Fotoğraflarla anılar biraz renklenir, somutlaşır ve hatırlamak kolaylaşır. Yeni gittiğiniz bir şehirde fotoğraf çektirmek adettendir. Bir zamanların Ankara’sında bağların arasında çekilecek bir fotoğraf ile muhteşem anılar oluşturulabilirdi. Çünkü Ankara’nın en meşhur tarım ürünü üzümdü, en uygun mekanlar da bağlardı. Üzümden yapılan pekmez, şıra ve şarap, her biri kendi alanında meşhurdu. Ankara’yı soranlar ve onun üzümle ilişkisini merak edenler olabilir. Onun en güzel adının Engürü; en güzel zamanının, hiç tereddüt etmeden eylül ayı olduğunu söyleyebiliriz.
Osmanlı Arşivi’nde yer alan belgelerin bir kısmında Ankara’nın adı karşımıza “Engürü” olarak çıkar. İmparatorluğun son döneminde ve Cumhuriyetin ilk yıllarında Engürü adının halk arasında yaygın olarak kullanıldığını biliyoruz. Özellikle Erken Cumhuriyet Döneminde bu adın kullanımı ve onun Ankara’ya dönüşümünün gözlenebileceği mülakatlar ve gazete yazıları mevcut. O zaman “Engürü adı bu şehre nasıl verildi ve nasıl bu kadar yaygınlaştı?” diye sormak gayet doğal. Bu ismin nasıl konulduğuna dair rivayetlerin ve tevatürlerin somut kanıtlara dayanmadığını söyleyerek bu bahsi hızlı geçelim. Ankara’da bugün çeşitli mekanlarda Engürü adının hala yaşamaya devam ettiğini gözleyebiliyoruz. Ankara’nın tarihte aldığı isimler arasında ona en çok yakışanın Farsçada üzüm anlamına gelen Engürü olduğunu söyleyebiliriz.

(Konum etiketleme veri kümesinden alıntılar)
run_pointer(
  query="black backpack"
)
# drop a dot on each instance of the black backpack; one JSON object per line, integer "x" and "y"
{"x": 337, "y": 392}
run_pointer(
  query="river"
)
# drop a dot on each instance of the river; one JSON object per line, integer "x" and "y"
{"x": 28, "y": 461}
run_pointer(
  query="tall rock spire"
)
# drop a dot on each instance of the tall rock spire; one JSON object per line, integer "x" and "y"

Soru ve Görevler »
(a) Engürü metnine göre aşağıdaki soruları yanıtlayın.
(i) Üzümden yapılan ve her biri kendi alanında meşhur olan ürünler hangileridir?
(ii) Osmanlı Arşivi'ndeki belgelerin bir kısmında Ankara'nın adı hangi biçimde geçer?
(iii) Ankara'nın en güzel zamanı olarak hangi ay gösterilir?
(b) Engürü metninde "Fotoğraflarla anılar biraz" sözlerini içeren yerle başlayıp "ayı olduğunu söyleyebiliriz." sözleriyle biten kısmı hiçbir değişiklik yapmadan yeniden yazın.
(c) Ankara'nın Engürü adını konu alan metni, son cümlesinin ardından gelecek biçimde sürdürün.

Beklenen Yanıtlar »
(a)
(i) Pekmez, şıra ve şarap.
(ii) "Engürü" olarak.
(iii) Eylül ayı.

(b)
Fotoğraflarla anılar biraz renklenir, somutlaşır ve hatırlamak kolaylaşır. Yeni gittiğiniz bir şehirde fotoğraf çektirmek adettendir. Bir zamanların Ankara’sında bağların arasında çekilecek bir fotoğraf ile muhteşem anılar oluşturulabilirdi. Çünkü Ankara’nın en meşhur tarım ürünü üzümdü, en uygun mekanlar da bağlardı. Üzümden yapılan pekmez, şıra ve şarap, her biri kendi alanında meşhurdu. Ankara’yı soranlar ve onun üzümle ilişkisini merak edenler olabilir. Onun en güzel adının Engürü; en güzel zamanının, hiç tereddüt etmeden eylül ayı olduğunu söyleyebiliriz.

(c)
Bir isim bir şehre nasıl bu kadar yakışır, bu konuyu biraz daha açabiliriz. Bir eylül ayında, üniversiteyi kazandığım için yıllardır yaşadığım yerden ayrılıp Ankara’ya geldim. İlk görüşün büyüsünden olmalı, hep o ilk geldiğim yılın eylülündeymişim gibi göründü bana Ankara. Benim gibi bu şehre sonradan gelenler, yani Ankaralılar değil de Ankaracı olanlar, Ankara’nın en çok eylül ayını severler. Bu sevgiyi pekiştiren iki bilgi var. Engürü’nün Farsça’da “üzüm” anlamına geldiğini söyledim. İkincisi ise, eylül kelimesinin Anadolu’nun kadim halklarından Süryanilerin dilinde de “üzüm” anlamına gelmesi .
Yerleşim birimlerinin, mahallelerin, semtlerin, hatta ilçelerin adlarında bile bu kadar çok bağ geçen ya da bağ ile anılan ve her tepenin sırtında üzüm yetiştirildiğine işaret eden bir ilimiz daha yoktur. Ankara’da geçen anıları karıştırdığımızda hatıralara eşlik eden mekanlar olarak bağları ve bağ evlerini görürüz. Ailece piknikler yapılır, komşunun bağ evine gezmeye gidilir, okul gezisi düzenlenir ya da kutlamalar yapılır. Hatıraların tanıklığında birbirinden leziz üzümler ve üzüm ürünleri birbiri ile yarışır. Bu yarışta sofralık olanlar pazarda boy gösterir, diğerleri de şıraya, pekmeze ve şaraba dönüşür. Ama illaki mekan Ankara ise, anılar bağda geçer ve kahramanlar bağ evlerine gider.
Daha uzak geçmişe gittiğimizde üzümün Ankara’daki varlığını ve önemini destekleyecek tarihi buluntulara rastlarız. Türkiye’nin en önemli müzelerine ev sahipliği yapan Ankara’da Anadolu tarihinin her detayının titizlikle sergilendiği müzeler bulunur. Ankara’nın bağ ve üzüm tarihini bin yıl, hatta on bin yıl öncesine kadar götürebileceğimiz buluntular, Hititlerden ya da Friglerden kalan altın üzüm kadehleri ve üzüm şeklinde şarap kaplarıdır. Çeşitli zeminlerdeki üzüm kabartmalarını da eklersek bu buluntular üzümün Ankara tarihinde bir serap olmadığına dair en önemli dayanaklarımızdır.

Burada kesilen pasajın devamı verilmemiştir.